● **Selected excerpt**
________

Then there’s also the idea of vehicle-to-grid, ie. you are your own utilities company - the power from your charged Tesla can be sent back to the grid for $$$. However, Elon Musk talked this down at Tesla’s Battery Day a couple of months back as “it might come down to how much an EV is paid to provide services to the grid compared to operating as a transport service” (not Elon’s words but this is essentially what he was getting at), because ...

Robo-taxis!!!

I don’t own a Tesla - I’m a Kombi guy (incidentally, there are videos on YouTube of people building custom Tesla-powered Kombis!!!). I would love to get one (or two) before Tesla rolls out their robo-taxi network. In the meantime expect Tesla to roll out a human-powered Uber-like platform, then full autonomy with regulatory approval for them to drive on roads sans drivers at the wheel - so I think it’s a few years away. But just imagine it - your car goes out at all hours to take people from A to B, it returns back to base and it pays you!! A-MA-ZING!!!

The Tesla flywheel is a closed loop - while the car’s at home, the powerwall charges it, it goes ‘out to work’ and the solar tiles generate more energy for the powerwall. Elon Musk expects this to be more profitable than leaving the car at home to transfer its energy back to the grid. Why break the loop?

Scaling up - supply vs demand

Tesla is obviously growing exponentially. They are smashing their sales numbers as they ramp up production, and they are building gigafactories at a rate of knots. They are iterating on their currently producing gigafactories to increase efficiencies. We know that in the near future, as Tesla production expands, the demand will exceed supply for the rare earth materials their batteries and other parts need - so these are imminent problems they will need to solve (for more on this topic, I recommend this Hyperchange video). Another problem is that currently a lot of the rare earths mined around the world are done so using questionable (unethical?) means. I believe that Tesla needs to take a leadership role in helping to turn this around. They seem to be taking action on that front - they have announced plans to reduce (even cut it out altogether) the amount of cobalt (said to be the most problematic rare earth metal) in their batteries.

________

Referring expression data
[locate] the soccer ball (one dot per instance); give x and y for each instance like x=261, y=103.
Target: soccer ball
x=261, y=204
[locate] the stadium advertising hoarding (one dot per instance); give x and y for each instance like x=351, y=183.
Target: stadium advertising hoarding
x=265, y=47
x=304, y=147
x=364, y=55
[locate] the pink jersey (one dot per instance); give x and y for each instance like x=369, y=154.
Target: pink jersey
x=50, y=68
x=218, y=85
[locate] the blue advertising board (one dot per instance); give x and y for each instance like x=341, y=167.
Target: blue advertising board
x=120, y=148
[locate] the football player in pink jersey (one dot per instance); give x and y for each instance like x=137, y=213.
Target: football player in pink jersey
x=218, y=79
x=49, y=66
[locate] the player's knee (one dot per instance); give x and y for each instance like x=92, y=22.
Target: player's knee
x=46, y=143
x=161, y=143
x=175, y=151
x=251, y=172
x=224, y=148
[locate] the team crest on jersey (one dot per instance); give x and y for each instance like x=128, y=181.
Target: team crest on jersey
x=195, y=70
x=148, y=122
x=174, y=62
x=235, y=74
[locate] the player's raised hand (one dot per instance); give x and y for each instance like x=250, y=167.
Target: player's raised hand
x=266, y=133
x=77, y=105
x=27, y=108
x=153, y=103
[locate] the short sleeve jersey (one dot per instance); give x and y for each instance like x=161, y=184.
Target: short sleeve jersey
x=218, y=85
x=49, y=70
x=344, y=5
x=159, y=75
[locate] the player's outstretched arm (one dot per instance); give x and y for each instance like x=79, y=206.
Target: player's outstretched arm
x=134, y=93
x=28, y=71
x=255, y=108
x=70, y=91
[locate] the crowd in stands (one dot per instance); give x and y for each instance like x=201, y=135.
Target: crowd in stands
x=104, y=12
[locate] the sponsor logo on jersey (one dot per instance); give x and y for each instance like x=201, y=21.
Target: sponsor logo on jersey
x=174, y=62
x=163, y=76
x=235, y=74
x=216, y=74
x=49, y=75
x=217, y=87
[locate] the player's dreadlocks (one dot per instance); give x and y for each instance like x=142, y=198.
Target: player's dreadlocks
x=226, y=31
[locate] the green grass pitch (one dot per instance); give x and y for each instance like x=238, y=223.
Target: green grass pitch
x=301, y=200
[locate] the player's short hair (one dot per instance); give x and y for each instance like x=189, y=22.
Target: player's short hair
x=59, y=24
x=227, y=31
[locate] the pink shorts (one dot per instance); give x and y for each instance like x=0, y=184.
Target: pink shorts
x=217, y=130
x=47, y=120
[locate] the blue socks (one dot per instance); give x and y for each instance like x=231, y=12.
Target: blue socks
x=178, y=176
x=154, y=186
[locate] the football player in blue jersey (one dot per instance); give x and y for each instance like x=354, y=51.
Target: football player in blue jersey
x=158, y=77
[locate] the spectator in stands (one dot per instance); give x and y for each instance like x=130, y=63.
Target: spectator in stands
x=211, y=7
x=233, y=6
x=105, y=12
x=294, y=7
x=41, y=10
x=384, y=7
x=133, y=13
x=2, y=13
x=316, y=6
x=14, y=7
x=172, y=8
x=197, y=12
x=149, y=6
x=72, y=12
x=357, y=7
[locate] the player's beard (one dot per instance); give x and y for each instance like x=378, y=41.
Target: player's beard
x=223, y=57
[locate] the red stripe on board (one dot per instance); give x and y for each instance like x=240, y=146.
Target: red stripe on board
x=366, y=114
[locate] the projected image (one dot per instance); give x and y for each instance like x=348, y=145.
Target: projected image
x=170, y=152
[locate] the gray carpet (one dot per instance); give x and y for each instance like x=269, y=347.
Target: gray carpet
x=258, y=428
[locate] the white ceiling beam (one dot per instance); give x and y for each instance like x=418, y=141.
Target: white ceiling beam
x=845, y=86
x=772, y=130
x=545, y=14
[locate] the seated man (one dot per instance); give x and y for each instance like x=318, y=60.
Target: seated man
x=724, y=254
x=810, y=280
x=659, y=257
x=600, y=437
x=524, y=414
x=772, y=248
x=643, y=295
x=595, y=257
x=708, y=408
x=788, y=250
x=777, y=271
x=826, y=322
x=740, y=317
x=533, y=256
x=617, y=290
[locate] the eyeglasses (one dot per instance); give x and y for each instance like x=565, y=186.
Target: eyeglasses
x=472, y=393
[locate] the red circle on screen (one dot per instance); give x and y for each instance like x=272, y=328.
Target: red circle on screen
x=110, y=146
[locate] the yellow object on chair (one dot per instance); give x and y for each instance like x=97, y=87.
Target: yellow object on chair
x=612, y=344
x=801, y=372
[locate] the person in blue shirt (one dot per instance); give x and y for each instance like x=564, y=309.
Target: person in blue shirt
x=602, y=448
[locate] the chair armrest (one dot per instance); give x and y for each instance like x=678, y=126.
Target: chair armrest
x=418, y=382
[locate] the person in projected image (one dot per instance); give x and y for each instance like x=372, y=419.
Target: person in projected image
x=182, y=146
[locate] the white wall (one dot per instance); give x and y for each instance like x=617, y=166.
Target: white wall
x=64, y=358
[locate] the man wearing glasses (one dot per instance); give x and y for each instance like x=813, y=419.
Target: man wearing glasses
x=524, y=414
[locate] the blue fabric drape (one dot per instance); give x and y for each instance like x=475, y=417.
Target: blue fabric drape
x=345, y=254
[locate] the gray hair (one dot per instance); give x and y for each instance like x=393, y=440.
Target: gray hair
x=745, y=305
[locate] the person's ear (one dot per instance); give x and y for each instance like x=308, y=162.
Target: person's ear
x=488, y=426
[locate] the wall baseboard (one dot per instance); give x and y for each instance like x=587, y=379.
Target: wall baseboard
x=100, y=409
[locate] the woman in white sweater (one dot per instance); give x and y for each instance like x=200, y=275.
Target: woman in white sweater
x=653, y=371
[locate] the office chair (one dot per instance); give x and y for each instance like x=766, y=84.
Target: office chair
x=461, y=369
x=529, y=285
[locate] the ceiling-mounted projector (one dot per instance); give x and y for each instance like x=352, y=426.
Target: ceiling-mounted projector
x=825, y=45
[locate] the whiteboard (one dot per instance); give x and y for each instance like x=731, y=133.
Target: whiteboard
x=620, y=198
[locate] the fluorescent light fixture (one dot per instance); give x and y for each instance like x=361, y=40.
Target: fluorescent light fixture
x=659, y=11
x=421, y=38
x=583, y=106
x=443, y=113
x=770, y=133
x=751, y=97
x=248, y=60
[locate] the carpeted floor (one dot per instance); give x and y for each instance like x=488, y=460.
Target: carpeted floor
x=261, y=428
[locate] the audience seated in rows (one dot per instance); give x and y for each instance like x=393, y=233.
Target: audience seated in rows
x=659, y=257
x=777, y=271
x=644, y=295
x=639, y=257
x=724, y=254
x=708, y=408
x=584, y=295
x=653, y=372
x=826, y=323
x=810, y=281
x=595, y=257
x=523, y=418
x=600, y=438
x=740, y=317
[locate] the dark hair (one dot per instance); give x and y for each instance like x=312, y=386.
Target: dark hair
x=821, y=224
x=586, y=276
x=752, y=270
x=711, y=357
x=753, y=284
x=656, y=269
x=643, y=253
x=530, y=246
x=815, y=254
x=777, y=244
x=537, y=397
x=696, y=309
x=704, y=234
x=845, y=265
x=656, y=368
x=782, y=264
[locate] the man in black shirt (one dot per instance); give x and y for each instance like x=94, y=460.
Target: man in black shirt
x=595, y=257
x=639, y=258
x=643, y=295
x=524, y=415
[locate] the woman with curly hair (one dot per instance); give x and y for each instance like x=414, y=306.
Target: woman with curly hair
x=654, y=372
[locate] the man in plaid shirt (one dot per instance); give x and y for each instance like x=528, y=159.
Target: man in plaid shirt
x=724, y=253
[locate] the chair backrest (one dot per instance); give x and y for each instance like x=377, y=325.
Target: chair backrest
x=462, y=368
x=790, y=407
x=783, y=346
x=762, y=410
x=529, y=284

________

● **What you need to do**
Write out the passage of the Tesla text word for word, starting with "Then there’s also" and going on through "at), because ...".

● **Task answer**
Then there’s also the idea of vehicle-to-grid, ie. you are your own utilities company - the power from your charged Tesla can be sent back to the grid for $$$. However, Elon Musk talked this down at Tesla’s Battery Day a couple of months back as “it might come down to how much an EV is paid to provide services to the grid compared to operating as a transport service” (not Elon’s words but this is essentially what he was getting at), because ...